# What the exercise asks
Word for word, restate each of the records below.

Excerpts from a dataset
"""
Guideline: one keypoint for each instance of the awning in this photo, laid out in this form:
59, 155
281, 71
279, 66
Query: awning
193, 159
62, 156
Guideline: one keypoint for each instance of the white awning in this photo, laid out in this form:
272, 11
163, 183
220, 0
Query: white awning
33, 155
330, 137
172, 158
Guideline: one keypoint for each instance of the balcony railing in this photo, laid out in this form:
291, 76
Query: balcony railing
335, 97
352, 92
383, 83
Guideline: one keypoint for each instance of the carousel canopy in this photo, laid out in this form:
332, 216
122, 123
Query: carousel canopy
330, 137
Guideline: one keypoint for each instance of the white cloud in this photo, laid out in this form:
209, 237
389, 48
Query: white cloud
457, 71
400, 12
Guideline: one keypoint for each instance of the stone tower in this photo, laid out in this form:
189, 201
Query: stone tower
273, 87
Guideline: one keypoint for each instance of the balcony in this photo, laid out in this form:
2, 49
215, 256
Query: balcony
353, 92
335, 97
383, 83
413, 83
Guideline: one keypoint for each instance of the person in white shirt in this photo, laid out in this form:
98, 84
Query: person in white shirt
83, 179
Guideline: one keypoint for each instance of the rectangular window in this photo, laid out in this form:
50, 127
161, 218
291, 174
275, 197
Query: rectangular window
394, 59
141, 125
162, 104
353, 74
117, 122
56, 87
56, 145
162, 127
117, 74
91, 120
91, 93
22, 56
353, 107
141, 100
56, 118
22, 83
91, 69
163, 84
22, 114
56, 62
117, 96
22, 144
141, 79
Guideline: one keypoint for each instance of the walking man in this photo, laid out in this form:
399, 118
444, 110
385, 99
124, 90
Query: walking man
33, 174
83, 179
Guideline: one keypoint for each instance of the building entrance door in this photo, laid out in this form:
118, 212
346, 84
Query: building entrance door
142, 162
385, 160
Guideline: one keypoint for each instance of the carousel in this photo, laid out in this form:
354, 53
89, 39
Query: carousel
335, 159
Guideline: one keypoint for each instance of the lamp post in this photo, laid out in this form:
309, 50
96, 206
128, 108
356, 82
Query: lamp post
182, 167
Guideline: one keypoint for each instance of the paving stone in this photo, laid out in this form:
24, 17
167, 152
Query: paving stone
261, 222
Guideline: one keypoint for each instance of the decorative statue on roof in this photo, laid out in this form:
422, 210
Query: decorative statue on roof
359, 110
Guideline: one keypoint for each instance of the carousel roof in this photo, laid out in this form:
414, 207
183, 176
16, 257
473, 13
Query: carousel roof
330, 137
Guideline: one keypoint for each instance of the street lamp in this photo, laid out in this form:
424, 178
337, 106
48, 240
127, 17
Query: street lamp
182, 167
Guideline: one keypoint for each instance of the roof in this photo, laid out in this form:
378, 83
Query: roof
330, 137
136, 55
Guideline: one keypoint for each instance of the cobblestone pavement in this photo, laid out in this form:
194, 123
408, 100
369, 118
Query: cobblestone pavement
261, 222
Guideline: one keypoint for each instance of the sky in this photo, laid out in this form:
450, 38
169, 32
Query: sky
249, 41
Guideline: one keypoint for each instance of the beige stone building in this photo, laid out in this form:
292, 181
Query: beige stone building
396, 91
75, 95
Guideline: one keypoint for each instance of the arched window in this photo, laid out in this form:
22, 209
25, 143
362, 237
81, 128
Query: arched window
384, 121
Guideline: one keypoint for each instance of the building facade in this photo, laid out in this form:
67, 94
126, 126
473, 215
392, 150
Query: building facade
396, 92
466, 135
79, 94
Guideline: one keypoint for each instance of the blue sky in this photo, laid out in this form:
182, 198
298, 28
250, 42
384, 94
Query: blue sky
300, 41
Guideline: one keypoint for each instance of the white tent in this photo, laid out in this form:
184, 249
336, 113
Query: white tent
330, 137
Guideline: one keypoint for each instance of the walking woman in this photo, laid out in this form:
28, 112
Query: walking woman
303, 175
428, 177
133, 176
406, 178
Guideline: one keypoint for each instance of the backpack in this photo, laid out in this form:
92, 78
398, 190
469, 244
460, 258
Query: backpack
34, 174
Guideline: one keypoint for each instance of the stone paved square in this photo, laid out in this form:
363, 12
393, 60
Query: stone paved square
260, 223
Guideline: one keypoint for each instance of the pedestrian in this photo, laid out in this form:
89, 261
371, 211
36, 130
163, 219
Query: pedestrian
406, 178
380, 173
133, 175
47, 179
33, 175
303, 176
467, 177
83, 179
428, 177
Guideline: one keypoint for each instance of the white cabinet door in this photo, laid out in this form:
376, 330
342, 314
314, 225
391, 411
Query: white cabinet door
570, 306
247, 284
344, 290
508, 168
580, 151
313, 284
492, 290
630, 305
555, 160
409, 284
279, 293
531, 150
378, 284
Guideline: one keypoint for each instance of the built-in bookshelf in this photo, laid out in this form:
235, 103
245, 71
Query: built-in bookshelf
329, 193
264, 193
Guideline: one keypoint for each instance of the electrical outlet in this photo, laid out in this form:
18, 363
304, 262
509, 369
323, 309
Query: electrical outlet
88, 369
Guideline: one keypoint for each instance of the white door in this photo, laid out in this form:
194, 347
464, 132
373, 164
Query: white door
"""
# Response box
Guideline: one keypoint for each instance of the awning in this photo, laid out in this form:
59, 155
281, 71
279, 66
Query: awning
193, 159
62, 156
Guideline: one keypoint for each instance of the white awning in this photo, laid out in this form:
272, 11
163, 183
220, 0
Query: white awning
33, 155
330, 137
172, 158
Guideline: one keypoint for each instance of the balcony railing in this photo, laid out in this form:
291, 76
Query: balcony railing
335, 97
352, 92
383, 83
Guideline: one keypoint for each instance of the carousel canopy in this photo, laid out in this form:
332, 216
122, 123
Query: carousel canopy
330, 137
Guideline: one keypoint for each instance of the white cloud in this photo, laid out in this form:
209, 237
389, 48
Query: white cloud
457, 71
400, 12
Guideline: one keypoint for each instance of the stone tower in this photo, laid out in this form:
189, 201
Query: stone tower
273, 87
Guideline: one keypoint for each instance of the balcony in this photo, laid out in this form:
2, 49
215, 256
Query: balcony
353, 92
335, 97
383, 83
413, 83
Guideline: one keypoint for each instance of the person in white shirt in this photo, laid out in this form:
98, 84
Query: person in white shirt
83, 179
Guideline: one keypoint for each instance of the rectangular window in this photo, laid out in this form:
50, 127
161, 218
291, 174
275, 197
Query: rectangular window
394, 59
141, 125
162, 104
353, 74
117, 122
56, 87
56, 145
162, 127
117, 74
91, 120
91, 93
22, 56
353, 107
141, 100
56, 118
22, 83
91, 69
163, 84
22, 114
56, 62
117, 96
22, 144
141, 79
Guideline: one keypoint for each instance of the walking man in this photo, laid out in this form:
399, 118
444, 110
385, 99
124, 90
Query: walking man
33, 174
83, 179
Guideline: one keypoint for each instance of the building entrance door in this photo, laid out in this form:
118, 212
346, 84
Query: building entrance door
142, 162
385, 160
Guideline: one keypoint for each instance of the carousel in this photo, laid out in this form:
354, 53
89, 39
Query: carousel
335, 159
Guideline: one keypoint for each instance of the lamp post in this photo, laid out in this form:
309, 50
96, 206
128, 108
356, 82
Query: lamp post
182, 167
Guideline: one keypoint for each instance of the paving stone in this photo, laid out in this form:
24, 17
167, 152
Query: paving stone
261, 222
Guideline: one keypoint for each instance of the decorative statue on roof in this photo, laid out in this form:
422, 210
Query: decorative statue on roof
359, 110
Guideline: one keypoint for each instance of the carousel roof in this photo, laid out in this form:
414, 207
183, 176
16, 257
473, 13
Query: carousel roof
330, 137
Guideline: one keypoint for each instance of the street lamp in this photo, laid out in this form:
424, 178
337, 106
48, 240
127, 17
Query: street lamp
182, 167
Guideline: one keypoint for each instance of the roof in this photo, laid out in this form:
378, 83
Query: roof
330, 137
136, 55
Guideline: one keypoint for each instance of the cobblestone pavement in this photo, laid out in this form:
194, 123
408, 100
369, 118
Query: cobblestone pavement
261, 222
Guideline: one keypoint for each instance of the sky in this photo, laid out in this form:
450, 38
169, 32
Query: sky
249, 41
Guideline: one keypoint for each instance of the beige stone building in this photo, laid out in this form:
292, 181
Query: beige stone building
396, 91
75, 95
Guideline: one keypoint for each instance of the arched window in this photo, laid out in this form:
22, 209
25, 143
362, 237
81, 128
Query: arched window
384, 121
Guideline: one keypoint for each instance of the building facade in this photo, laid out in this form:
67, 94
126, 126
473, 215
392, 150
Query: building facade
396, 92
466, 135
79, 94
Guideline: one keypoint for each instance of the blue sky in this photo, laid out in this form:
182, 198
298, 28
250, 42
384, 94
Query: blue sky
300, 41
Guideline: one keypoint for each instance of the white tent in this photo, laid out in this form:
184, 249
336, 113
Query: white tent
330, 137
Guideline: one keypoint for each instance of the walking woman in this photo, laid out in this form:
28, 112
Query: walking woman
303, 175
428, 177
133, 176
406, 178
Guideline: one keypoint for each instance of the backpack in this photo, laid out in this form:
92, 78
398, 190
469, 244
460, 258
Query: backpack
34, 174
Guideline: one keypoint for each instance of the stone paved square in this photo, laid out in this form:
363, 12
393, 60
Query: stone paved square
260, 223
Guideline: one keypoint for each instance of the pedestrian in this photo, laid out in this form:
89, 261
371, 211
36, 130
163, 219
Query: pedestrian
406, 178
380, 173
133, 175
47, 179
33, 175
303, 176
467, 177
83, 179
428, 177
Guideline: one keypoint for each instance of the white cabinet door in this photo, laid out in this form:
376, 330
342, 314
314, 225
391, 411
Query: white cabinet door
570, 306
247, 284
344, 290
508, 168
580, 151
313, 284
492, 290
630, 305
555, 160
409, 284
279, 293
531, 150
378, 284
Guideline: one keypoint for each instance of the built-in bookshelf in this photo, laid out in this form:
235, 103
245, 71
Query: built-in bookshelf
329, 193
264, 193
Guideline: one keypoint for each instance of the electrical outlet in this photo, laid out in this form:
18, 363
304, 262
509, 369
323, 309
Query: electrical outlet
88, 369
Guideline: one keypoint for each instance of the white door in this photo, laid out in this form:
194, 347
464, 132
373, 164
Query: white door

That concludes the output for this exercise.